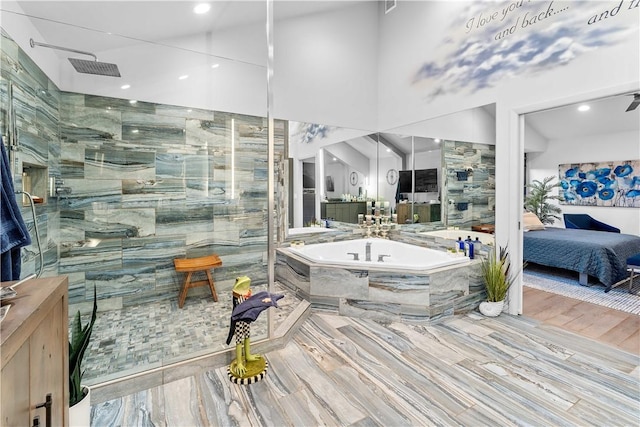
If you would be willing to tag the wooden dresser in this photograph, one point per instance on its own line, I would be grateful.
(35, 353)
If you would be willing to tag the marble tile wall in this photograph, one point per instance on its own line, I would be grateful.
(35, 103)
(139, 184)
(147, 183)
(477, 191)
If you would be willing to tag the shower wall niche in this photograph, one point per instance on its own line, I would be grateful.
(35, 181)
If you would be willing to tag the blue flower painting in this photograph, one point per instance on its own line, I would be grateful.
(615, 184)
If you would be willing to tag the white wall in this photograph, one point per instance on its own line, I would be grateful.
(325, 67)
(615, 147)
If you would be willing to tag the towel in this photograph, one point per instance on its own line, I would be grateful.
(13, 230)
^^^^
[TASK PROMPT]
Can you format all the lines above as a JSON list of strings, one string per line, with blank lines and the picture left out?

[WORKED SOLUTION]
[
  "If you would be willing to tag the wooden dresser in this photograph, one point per instance on its own line, I would be grateful.",
  "(35, 353)",
  "If you would be willing to tag the marble tile wall in this photograph, one point per instance on its own line, I would be grateful.",
  "(35, 103)",
  "(139, 184)",
  "(147, 183)",
  "(477, 191)",
  "If you would be willing to tag the shower wall niche in this photograph, one point per instance on its own line, I would be grateful.",
  "(35, 181)",
  "If you would be willing to tag the blue flower painting in this photograph, one point per instance on its own line, I would be grateful.",
  "(615, 184)",
  "If you would be willing to tag the white wall in this photograph, one point per instance on its own line, I would be grateful.",
  "(325, 67)",
  "(615, 147)",
  "If you would be willing to tag the towel in this photograph, one point per instance on its own line, I would be grateful.",
  "(13, 230)"
]